● **Challenge**
Can you quote the material below word for word, starting at its first line and stopping after the line that contains "column 644, row 633"?
··· Extracted material ···
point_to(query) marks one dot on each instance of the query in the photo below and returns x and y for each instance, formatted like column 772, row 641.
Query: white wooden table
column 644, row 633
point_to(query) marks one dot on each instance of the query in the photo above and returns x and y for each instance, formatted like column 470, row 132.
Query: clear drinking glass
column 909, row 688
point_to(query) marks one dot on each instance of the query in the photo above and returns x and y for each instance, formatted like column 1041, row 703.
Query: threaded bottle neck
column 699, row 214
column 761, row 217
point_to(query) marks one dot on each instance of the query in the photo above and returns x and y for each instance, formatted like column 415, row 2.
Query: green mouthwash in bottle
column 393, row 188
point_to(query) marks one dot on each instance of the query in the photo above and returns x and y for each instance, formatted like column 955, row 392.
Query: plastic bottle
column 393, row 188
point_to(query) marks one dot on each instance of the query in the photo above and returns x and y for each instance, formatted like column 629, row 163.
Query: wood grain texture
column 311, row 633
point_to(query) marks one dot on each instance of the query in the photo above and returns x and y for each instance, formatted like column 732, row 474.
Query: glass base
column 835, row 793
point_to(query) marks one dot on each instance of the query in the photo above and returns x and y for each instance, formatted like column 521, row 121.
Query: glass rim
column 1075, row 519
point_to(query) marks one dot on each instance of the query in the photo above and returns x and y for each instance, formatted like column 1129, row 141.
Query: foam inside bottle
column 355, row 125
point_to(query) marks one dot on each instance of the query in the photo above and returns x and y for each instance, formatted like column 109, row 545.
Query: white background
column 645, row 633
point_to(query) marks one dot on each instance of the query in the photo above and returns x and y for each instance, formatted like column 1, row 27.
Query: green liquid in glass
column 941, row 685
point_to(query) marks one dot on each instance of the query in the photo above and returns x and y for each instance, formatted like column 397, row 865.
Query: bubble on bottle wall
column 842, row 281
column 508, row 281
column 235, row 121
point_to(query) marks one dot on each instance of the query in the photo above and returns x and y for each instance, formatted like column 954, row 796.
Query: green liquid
···
● **Written response**
point_to(query) marks one dot on each instance of the query in the photo below and returns x and y for each instance, formatted like column 772, row 641.
Query: white wooden table
column 644, row 633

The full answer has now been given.